**Trecho do documento:**
○ ○ ○

O aumento do preço é considerado uma medida de sucesso, como uma consequência
da diminuição da produção e entrada de drogas. Preços maiores desestimulam o
consumo. Em compensação, o aumento de preço, pelas regras do mercado, estimula
a produção, pois os lucros também são maiores. E, na medida que se trata de uma
mercadoria bastante inelástica com relação ao preço (vícios em geral são menos
afetados pelos preços), pode ocorrer uma substituição por drogas mais baratas e
de efeitos ainda mais danosos.
Diminuir a pureza significa, em
tese, que houve sucesso na redução da oferta. Em tese pois o tráfico pode
simplesmente batizar a droga para gerar maiores lucros, independente da oferta.
E a droga batizada, em por outro lado, pode acarretar mais danos à saúde dos
usuários e aumento os custos hospitalares.
Volume de drogas aprendidas, é
sucesso quando aumenta ou quando cai? Quando aumenta, por ser porque estão
entrando mais drogas e não necessariamente por consequência de maior atividade
policial. É preciso controlar a atividade policial para interpretar
corretamente o indicador.

○ ○ ○

**O que fazer:**
a: Indique se cada afirmação concorda com o trecho sobre indicadores da política de drogas: (i) preços maiores desestimulam o consumo; (ii) o aumento do volume de drogas apreendidas indica necessariamente maior atividade policial; (iii) a redução da pureza sempre prova que a oferta diminuiu. Para cada uma, responda sim ou não e cite as palavras do trecho que decidem.
b: Devolva sem alterações a parte do trecho que abre com as palavras que contêm "E a droga batizada, em" e fecha com "corretamente o indicador.".
Os dados não têm relação com o trecho.

**Dados de entrada:**
○ ○ ○

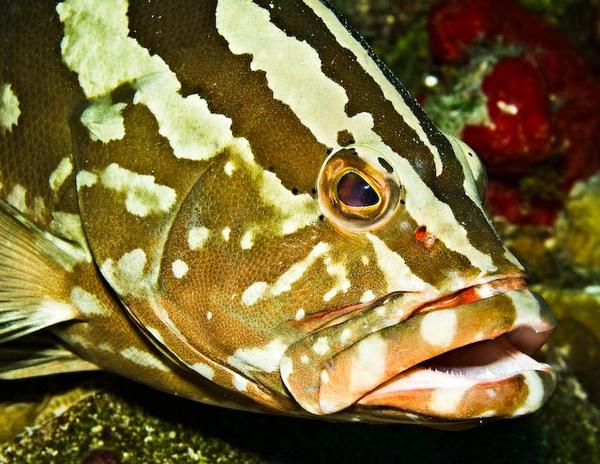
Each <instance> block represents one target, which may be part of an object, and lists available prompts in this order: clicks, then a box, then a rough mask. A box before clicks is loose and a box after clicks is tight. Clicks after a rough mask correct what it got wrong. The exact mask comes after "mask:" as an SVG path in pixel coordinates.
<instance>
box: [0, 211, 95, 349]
mask: <svg viewBox="0 0 600 464" xmlns="http://www.w3.org/2000/svg"><path fill="white" fill-rule="evenodd" d="M76 249H77V248H76V245H73V244H71V243H68V242H66V241H64V240H62V239H60V238H57V237H55V236H53V235H51V234H50V233H49V232H46V231H44V230H42V229H40V228H39V227H38V226H36V225H35V224H33V223H32V222H31V221H29V220H28V219H27V218H26V217H25V216H23V215H22V214H21V213H20V212H19V211H18V210H16V209H15V208H13V207H12V206H10V205H9V204H7V203H6V202H4V201H1V200H0V343H5V342H8V341H11V340H14V339H17V338H19V337H23V336H25V335H28V334H30V333H32V332H37V331H39V330H42V329H44V328H46V327H50V326H53V325H55V324H58V323H61V322H65V321H69V320H73V319H77V318H78V316H79V313H78V312H77V310H76V309H75V308H74V307H73V305H72V304H71V302H70V298H69V295H70V292H69V285H68V284H69V269H73V268H74V267H75V266H76V264H77V262H78V261H80V260H81V259H82V258H81V256H83V254H84V253H83V251H82V252H81V253H78V252H73V253H71V250H76Z"/></svg>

○ ○ ○

**Respostas:**
a:
(i) Sim: "Preços maiores desestimulam o consumo."
(ii) Não: "não necessariamente por consequência de maior atividade policial"
(iii) Não: "Em tese pois o tráfico pode simplesmente batizar a droga para gerar maiores lucros, independente da oferta."

b:
E a droga batizada, em por outro lado, pode acarretar mais danos à saúde dos
usuários e aumento os custos hospitalares.
Volume de drogas aprendidas, é
sucesso quando aumenta ou quando cai? Quando aumenta, por ser porque estão
entrando mais drogas e não necessariamente por consequência de maior atividade
policial. É preciso controlar a atividade policial para interpretar
corretamente o indicador.